● TEXTAUSZUG:
'''
OLDENBURG - Es waren Zeiten großsprecherischer Reden, die Jahre zwischen dem Beginn des 20. Jahrhunderts und dem Ersten Weltkrieg. Doch der Begriff „Jahrhundertbauwerk wurde nicht für eine Logistik-, Ingenieurs- und Handwerkerleistung ins Feld geführt, die Oldenburgs Entwicklung nachhaltig prägte. Binnen zwei Jahren wurde der Verschiebebahnhof in Krusenbusch aus dem Boden gestampft. Auf dieser ausgedehnten Gleisharfe wurde vor hundert Jahren im Juni 1911 der Betrieb aufgenommen. 1976 wurde er eingestellt.
Wie präzise man plante und arbeitete, verdeutlicht die geringe Abweichung zwischen Kostenvoranschlag und Endabrechnung. Mit 3,1 Millionen Mark kalkulierte man beim Projektbeginn 1907. Nach Baubeginn am 1. März 1909 und dem Abschluss schlugen 3,47 Millionen zu Buche.
'''
Gespeicherte Dateneinträge:
'''
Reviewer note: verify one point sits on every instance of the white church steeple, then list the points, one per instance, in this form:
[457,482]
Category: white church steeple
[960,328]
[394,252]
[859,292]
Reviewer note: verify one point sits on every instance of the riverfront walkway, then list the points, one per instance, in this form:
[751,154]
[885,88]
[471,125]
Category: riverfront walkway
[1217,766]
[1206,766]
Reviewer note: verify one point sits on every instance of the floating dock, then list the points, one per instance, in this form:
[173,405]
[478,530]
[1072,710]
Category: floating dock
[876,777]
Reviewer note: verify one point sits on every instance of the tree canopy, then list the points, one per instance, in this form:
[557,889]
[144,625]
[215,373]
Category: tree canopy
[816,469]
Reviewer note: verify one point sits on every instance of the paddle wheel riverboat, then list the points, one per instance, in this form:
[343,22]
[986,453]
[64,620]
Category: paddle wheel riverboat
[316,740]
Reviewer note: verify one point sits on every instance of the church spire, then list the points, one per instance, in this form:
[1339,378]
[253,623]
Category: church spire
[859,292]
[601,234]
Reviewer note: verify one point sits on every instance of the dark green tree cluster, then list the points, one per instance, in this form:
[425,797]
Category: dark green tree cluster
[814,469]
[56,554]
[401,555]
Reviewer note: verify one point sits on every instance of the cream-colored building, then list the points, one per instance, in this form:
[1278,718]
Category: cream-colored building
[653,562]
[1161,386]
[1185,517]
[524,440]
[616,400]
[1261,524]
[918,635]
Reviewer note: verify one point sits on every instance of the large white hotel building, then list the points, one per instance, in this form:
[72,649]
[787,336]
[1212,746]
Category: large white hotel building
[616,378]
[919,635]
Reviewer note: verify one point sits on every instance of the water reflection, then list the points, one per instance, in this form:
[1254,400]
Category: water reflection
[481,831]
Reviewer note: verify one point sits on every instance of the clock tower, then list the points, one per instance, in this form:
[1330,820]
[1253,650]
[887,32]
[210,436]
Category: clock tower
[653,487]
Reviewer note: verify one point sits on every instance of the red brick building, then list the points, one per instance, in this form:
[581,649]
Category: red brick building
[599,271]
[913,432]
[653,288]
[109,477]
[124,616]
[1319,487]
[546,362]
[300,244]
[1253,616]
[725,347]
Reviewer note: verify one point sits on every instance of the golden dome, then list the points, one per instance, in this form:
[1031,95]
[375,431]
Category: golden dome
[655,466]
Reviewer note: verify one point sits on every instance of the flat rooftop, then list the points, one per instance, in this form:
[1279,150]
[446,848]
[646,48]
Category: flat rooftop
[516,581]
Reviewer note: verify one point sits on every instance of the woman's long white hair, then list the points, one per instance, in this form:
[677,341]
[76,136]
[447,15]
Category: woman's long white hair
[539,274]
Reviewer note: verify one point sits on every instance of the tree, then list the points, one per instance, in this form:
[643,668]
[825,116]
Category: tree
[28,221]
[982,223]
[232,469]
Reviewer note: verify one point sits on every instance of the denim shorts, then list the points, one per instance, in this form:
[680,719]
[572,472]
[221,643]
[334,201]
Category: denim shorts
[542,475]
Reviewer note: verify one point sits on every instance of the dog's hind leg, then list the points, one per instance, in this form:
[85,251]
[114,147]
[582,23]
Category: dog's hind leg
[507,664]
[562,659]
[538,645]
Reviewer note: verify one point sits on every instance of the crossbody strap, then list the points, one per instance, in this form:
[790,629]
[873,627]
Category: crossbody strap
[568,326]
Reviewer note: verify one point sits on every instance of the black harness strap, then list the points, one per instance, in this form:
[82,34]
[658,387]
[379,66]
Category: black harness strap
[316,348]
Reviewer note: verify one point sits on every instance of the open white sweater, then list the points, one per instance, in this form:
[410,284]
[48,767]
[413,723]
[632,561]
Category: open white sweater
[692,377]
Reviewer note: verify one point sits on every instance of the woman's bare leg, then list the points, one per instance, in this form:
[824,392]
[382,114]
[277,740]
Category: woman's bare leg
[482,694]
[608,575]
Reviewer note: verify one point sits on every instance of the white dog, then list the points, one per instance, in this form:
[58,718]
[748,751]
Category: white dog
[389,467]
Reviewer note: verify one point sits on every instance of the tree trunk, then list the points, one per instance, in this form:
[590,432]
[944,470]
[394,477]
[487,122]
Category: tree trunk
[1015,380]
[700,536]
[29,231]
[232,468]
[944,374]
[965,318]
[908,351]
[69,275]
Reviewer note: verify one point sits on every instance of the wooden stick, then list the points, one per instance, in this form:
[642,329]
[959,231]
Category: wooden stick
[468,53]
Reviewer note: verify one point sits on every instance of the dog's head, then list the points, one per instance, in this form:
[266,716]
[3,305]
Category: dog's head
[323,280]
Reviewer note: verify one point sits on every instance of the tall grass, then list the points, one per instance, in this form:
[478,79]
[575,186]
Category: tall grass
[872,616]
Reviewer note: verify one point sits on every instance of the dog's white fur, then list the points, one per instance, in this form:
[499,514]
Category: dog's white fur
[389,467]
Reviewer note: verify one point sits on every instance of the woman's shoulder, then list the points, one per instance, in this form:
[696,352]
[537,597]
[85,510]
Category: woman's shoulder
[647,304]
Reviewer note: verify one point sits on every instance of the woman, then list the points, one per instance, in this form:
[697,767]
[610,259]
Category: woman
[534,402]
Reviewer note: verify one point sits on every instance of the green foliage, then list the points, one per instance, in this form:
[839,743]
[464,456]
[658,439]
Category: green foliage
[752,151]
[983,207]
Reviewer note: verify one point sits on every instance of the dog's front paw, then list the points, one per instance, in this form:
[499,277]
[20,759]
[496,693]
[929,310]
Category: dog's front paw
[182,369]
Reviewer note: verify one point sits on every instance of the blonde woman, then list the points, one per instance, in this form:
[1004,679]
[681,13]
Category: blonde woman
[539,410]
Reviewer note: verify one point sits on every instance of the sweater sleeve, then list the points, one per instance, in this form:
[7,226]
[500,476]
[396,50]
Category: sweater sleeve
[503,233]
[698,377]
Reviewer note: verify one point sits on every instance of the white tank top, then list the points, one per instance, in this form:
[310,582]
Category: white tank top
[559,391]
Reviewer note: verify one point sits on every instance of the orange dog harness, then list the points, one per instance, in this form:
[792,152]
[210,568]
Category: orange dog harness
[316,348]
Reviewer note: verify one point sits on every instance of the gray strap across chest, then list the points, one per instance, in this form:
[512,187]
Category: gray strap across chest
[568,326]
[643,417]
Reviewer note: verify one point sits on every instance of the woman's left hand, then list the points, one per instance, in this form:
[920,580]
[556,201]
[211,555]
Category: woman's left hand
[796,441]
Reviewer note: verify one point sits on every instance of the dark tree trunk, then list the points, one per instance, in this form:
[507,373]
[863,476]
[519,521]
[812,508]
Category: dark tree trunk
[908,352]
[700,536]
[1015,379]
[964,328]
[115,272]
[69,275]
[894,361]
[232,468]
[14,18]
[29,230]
'''
● ZIEL DER ÜBUNG: Welchen Betrag veranschlagte man laut dem Textauszug über den Verschiebebahnhof in Krusenbusch beim Projektbeginn 1907?

● IHRE ANTWORT: 3,1 Millionen Mark.